* Directions:
a. Decide whether each statement below agrees with the text on DNA replication, answering yes or no and quoting the deciding words of that text. (i) Prokaryotes replicate their DNA in the nucleus. (ii) In eukaryotes, replication occurs during the S phase of Interphase. (iii) Each daughter helix produced in semiconservative replication is a hybrid of new and old strands.
b. Please extend the text on DNA replication, picking up right after its final sentence.

* Text for analysis:
───
Overview
DNA replication is the process of duplicating the DNA molecule. This would happen in the eukaryotic cell’s nucleus before the cell divides, whether by mitosis or meiosis. Prokaryotes replicate their DNA in the cytoplasm. Recall that, for eukaryotes, replication occurs during the S phase of Interphase.
Preview the process of DNA replication by watching the following short video. Pay close attention to how the DNA is copied. Do the two strands of DNA remain attached or break apart to create a copy?
The replication of DNA depends on one main idea: Nitrogen bases of the nucleotides are complementary to each other on opposite sides of the molecule. This pairing is due to the shapes of the nucleotide bases, which allow weak hydrogen bonds to form between the complementary bases, holding the two halves of the DNA molecule together.
DNA Replication is Semiconservative
Initially, scientists were unsure of how replication of DNA occurred and proposed three possible mechanisms. Based on experiments, we now know that DNA Replication is semiconservative.
Look at the diagram below. Three ideas were proposed to explain how DNA Replication occurs. What makes up each new daughter helix in semi-conservative replication?
DNA replication is called semi-conservative because the parent helix splits and each half of the parent helix serves as a template for a new strand. Therefore each daughter helix that results is a hybrid of new and old strands.
───
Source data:
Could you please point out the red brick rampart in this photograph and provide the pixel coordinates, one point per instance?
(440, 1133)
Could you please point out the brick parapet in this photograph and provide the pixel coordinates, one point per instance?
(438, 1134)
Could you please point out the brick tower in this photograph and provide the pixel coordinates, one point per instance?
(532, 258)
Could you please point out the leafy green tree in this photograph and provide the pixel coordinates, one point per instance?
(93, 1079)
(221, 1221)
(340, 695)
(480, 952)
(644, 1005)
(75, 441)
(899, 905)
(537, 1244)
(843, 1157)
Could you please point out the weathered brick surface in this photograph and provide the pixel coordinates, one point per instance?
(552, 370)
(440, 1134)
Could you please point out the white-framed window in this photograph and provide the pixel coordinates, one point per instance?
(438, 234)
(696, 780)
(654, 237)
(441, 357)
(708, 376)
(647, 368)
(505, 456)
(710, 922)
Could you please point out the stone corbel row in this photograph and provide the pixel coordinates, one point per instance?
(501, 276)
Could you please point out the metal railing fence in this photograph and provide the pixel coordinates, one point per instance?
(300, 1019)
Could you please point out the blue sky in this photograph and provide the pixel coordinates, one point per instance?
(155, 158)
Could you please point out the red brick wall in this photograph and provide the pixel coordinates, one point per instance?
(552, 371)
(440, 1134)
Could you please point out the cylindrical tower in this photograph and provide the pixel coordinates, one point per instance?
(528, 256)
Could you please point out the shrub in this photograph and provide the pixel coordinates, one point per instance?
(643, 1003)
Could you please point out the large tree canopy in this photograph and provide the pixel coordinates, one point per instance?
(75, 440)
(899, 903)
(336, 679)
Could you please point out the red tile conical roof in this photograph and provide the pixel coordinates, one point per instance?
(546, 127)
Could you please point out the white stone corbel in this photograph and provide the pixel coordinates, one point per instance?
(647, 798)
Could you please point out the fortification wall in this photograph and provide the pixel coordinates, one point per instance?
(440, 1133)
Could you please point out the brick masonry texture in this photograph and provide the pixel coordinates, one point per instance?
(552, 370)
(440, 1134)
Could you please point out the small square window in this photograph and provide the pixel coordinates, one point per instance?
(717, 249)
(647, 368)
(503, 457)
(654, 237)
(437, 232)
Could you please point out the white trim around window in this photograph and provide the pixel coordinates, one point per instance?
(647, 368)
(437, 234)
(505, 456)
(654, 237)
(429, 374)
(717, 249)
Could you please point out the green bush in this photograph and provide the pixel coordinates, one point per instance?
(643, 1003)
───
* Answer list:
a.
(i) No: "Prokaryotes replicate their DNA in the cytoplasm."
(ii) Yes: "for eukaryotes, replication occurs during the S phase of Interphase."
(iii) Yes: "each daughter helix that results is a hybrid of new and old strands."

b.
Steps to DNA Replication
- The helicase enzymes unwind the parent DNA and then unzip it by breaking the hydrogen bonds between the complementary base pairs. This exposes the two halves of the DNA molecule and creates a replication fork, which moves down the duplicated DNA as helicase continues to unwind it.
- DNA polymerase enzymes attach free nucleotides to the open strands, following base pairing rules. On one strand, DNA polymerase can work continuously toward the replication fork. This is called the leading strand (top strand in the picture). On the other strand, DNA polymerase must work in the opposite direction in short bursts, creating fragments. This is called the lagging strand (bottom strand in the picture).
- Ligase enzymes (not shown) connect sugars to phosphates along the newly created backbones.
- Nuclease enzymes check for and removes the majority of base pairing mistakes, which could result in mutations. A mutation is any change in the DNA. DNA polymerase revisits those errors and adds the correct base.
- Replication occurs in multiple locations along a chromosome to speed the process along; these areas are called replication bubbles. The replication bubbles enlarge in both directions and join. Each new double helix consists of one old and one new strand, making this semi-conservative replication.